PROBLEM REQUIREMENTS:
Pick up the opinion column on Philippine government underspending below at the point where it stops, and write its next paragraphs.

** BEGIN PAGE TEXT **

Do we need a rocket scientist?

Ben D. Kritz

Ben D. Kritz

IN other countries, terms like “Department of Budget and Management” and “Budget Secretary” are generally assumed to mean “a government agency and/or official responsible for managing the spending of government funds according to the provisions of the national budget.”

What those terms mean in the Philippines, however, is anyone’s guess, since spending is a concept that the Aquino Administration’s bean-counters, led by Finance Secretary Cesar Purisima and Budget Secretary Butch Abad, are apparently unable to comprehend.

On Thursday, the Department of Finance released budget data for the month of April, which revealed that the government had once again racked up a huge surplus due to underspending, this time to the tune of P52.6 billion. Believe it or not, that was an improvement over the year before; while government revenues were lower by about 6.7 percent, government spending increased by about 7.5 percent, or about P11 billion in April.

As they do when this sort of unattractive data is released—by now, theirs is a well-practiced routine—Secretaries Purisima and Abad delivered the standard one-two response, Purisima explaining away the numbers with accounting technicalities, and Abad complaining about how adverse rulings against the PDAF and DAP have retarded spending processes.

The reaction of one of my favorite analysts, BPI associate economist Nicholas Mapa, was priceless. “This administration has been crowing about pump-priming [the economy]ever since 2012 and we’ve been disappointed at every turn,” Mapa said. “Their inability to spend the funds extracted from the public is truly confounding, as funds squeezed out from the public have not been spent in projects that have improved the quality of life nor increased efficiency in the medium term.”

And who could blame Mapa or anyone else for feeling frustrated, when the response to near-constant criticism about government underspending is either silence or a counterproductive alternative idea? The latter is exemplified by the result of the fallout from April’s budget numbers—Abad’s announcement that government agencies would now be required to form permanent “delivery units” to ensure that disbursements are accelerated.

** END PAGE TEXT **
** BEGIN GIVEN ENTRIES **

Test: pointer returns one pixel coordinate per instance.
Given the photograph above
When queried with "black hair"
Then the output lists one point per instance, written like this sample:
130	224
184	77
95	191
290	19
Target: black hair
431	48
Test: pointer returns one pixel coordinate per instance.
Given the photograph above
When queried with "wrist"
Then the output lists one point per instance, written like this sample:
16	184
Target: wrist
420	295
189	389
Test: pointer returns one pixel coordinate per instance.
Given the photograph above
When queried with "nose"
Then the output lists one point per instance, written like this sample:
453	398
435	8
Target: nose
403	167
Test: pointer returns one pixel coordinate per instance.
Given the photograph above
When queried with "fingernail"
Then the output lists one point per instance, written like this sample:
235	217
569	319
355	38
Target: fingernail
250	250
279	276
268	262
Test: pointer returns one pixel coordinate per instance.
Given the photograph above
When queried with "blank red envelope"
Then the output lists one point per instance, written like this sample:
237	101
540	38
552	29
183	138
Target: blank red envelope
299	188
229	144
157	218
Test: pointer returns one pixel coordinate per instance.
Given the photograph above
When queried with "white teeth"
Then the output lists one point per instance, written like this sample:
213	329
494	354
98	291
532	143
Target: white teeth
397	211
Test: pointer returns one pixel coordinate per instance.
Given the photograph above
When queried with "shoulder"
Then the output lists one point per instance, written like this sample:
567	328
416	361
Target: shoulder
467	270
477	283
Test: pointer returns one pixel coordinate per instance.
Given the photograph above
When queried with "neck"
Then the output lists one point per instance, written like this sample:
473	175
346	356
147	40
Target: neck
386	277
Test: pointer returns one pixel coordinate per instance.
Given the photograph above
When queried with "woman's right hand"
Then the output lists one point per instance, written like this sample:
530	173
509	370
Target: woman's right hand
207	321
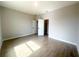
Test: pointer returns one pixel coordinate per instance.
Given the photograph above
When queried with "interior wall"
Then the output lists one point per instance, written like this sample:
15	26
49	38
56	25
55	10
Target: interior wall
0	31
16	24
63	24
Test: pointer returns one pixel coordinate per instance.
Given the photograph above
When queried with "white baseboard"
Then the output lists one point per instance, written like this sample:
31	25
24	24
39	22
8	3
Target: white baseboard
18	36
64	41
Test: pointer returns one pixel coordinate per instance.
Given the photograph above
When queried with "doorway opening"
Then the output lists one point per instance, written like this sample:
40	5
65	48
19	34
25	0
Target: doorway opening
46	27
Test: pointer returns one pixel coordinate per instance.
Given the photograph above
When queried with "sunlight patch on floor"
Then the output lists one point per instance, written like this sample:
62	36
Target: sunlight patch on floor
33	45
26	49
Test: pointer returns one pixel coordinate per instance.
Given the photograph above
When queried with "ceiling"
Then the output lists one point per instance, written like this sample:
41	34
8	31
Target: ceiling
36	7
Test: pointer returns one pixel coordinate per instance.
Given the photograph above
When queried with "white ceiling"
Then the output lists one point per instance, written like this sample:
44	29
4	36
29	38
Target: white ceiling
40	8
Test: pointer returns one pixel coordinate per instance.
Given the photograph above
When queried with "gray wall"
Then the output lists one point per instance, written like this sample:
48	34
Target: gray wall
63	24
0	31
17	24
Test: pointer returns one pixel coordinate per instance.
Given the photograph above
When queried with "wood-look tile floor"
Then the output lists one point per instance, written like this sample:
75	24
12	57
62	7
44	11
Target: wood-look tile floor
34	46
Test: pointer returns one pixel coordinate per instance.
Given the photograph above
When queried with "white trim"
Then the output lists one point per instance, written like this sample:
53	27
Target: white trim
64	41
17	36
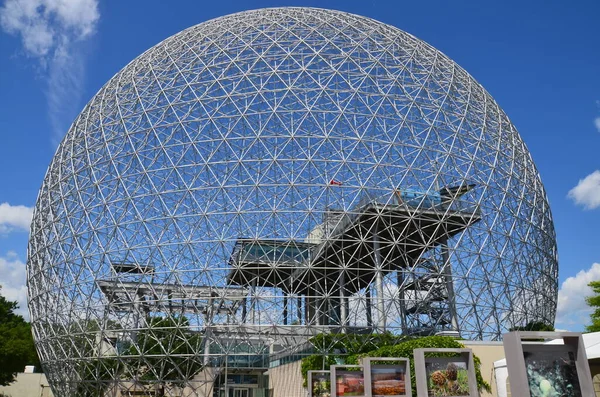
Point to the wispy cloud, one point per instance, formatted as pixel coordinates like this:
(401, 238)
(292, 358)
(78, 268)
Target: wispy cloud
(53, 32)
(572, 311)
(587, 191)
(14, 217)
(13, 281)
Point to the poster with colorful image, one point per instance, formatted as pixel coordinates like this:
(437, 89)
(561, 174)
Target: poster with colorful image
(349, 383)
(551, 372)
(319, 383)
(388, 380)
(446, 377)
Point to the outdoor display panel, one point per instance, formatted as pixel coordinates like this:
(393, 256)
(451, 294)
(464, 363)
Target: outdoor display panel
(538, 369)
(319, 384)
(445, 372)
(391, 379)
(347, 380)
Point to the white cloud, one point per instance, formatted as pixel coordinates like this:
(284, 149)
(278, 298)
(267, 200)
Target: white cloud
(14, 217)
(587, 191)
(12, 280)
(572, 310)
(53, 32)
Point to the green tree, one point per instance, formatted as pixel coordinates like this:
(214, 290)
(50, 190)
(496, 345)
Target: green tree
(594, 303)
(16, 342)
(534, 326)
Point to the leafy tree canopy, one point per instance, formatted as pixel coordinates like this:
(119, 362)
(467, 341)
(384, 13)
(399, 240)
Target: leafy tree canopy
(16, 343)
(594, 302)
(385, 345)
(534, 326)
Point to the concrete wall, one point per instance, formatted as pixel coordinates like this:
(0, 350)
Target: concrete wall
(286, 381)
(28, 385)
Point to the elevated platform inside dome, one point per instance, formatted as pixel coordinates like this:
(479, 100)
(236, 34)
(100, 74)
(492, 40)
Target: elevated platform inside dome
(401, 231)
(128, 296)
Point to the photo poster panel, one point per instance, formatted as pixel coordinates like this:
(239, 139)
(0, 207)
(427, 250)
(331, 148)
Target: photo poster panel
(387, 376)
(445, 372)
(347, 380)
(537, 368)
(319, 383)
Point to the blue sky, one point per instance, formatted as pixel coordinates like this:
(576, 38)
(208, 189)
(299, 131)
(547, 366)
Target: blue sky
(539, 60)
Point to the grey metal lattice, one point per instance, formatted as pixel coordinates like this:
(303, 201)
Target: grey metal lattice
(269, 175)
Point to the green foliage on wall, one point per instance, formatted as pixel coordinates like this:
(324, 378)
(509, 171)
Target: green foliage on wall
(594, 302)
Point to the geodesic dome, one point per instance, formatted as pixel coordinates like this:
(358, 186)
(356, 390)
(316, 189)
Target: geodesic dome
(267, 176)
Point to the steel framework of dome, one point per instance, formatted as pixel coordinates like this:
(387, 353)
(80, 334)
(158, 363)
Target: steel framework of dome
(267, 176)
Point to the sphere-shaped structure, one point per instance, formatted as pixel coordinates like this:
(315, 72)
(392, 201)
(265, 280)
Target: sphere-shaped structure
(267, 176)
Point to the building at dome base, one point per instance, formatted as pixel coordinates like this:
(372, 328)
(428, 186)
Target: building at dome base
(272, 175)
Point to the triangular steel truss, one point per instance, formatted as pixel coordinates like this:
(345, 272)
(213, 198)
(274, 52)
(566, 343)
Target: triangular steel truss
(267, 176)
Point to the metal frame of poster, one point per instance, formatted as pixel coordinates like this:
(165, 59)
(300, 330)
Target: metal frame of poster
(462, 356)
(335, 369)
(394, 364)
(569, 356)
(310, 381)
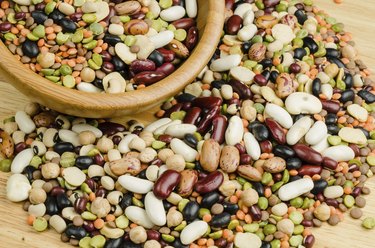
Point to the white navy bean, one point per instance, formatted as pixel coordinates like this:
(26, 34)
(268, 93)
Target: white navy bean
(295, 188)
(69, 136)
(339, 153)
(279, 114)
(251, 145)
(138, 216)
(123, 146)
(155, 125)
(298, 130)
(191, 8)
(18, 187)
(180, 147)
(162, 39)
(155, 209)
(173, 13)
(180, 130)
(234, 132)
(302, 103)
(225, 63)
(24, 122)
(21, 160)
(316, 133)
(161, 130)
(333, 192)
(242, 9)
(193, 231)
(135, 184)
(78, 128)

** END GIVEN ENTRIES **

OUTPUT FOR THIS EXERCISE:
In other words, Abad’s solution to underspending, which analysts almost unanimously blame on unwieldy and inefficient bureaucracy, is to add another layer of administrative intervention, one that is superfluous in more than one way. One would think the basic insult to logic of that idea, as well as the long past worn-out excuse about the ‘chilling effect’ of the court rulings against free-for-all spending schemes would be rather obvious, but that is apparently not the case.

To begin with, the very point of the existence of the “Department of Budget and Management” is to serve as the government’s “delivery unit,” making sure the right amount of money is delivered to the right places and spent on the right things. Creating new “delivery units” within each agency is simply duplication of effort.

That administrative step was made necessary, Abad has said, by the adverse rulings against the PDAF and DAP. But the Supreme Court ruling that most of the key parts of the so-called “disbursement acceleration program” were unconstitutional didn’t establish a new law, it simply pointed out that management of the budget by the Executive branch of the government must be conducted in accordance with existing laws. Restoring the processes to their former state should not require the creation of a new institutional layer.

The fact that government spending, in fact, did improve by a modest but still significant amount in April in the absence of Abad’s latest clever idea should also tell him something; whatever the administration is already doing is working, and if anything, perhaps, they should be just doing more of it.

If you have a process with four steps and you add one more, the process will take longer, which is basically the opposite of what “accelerating” expenditures means. It’s not rocket science. Or is it?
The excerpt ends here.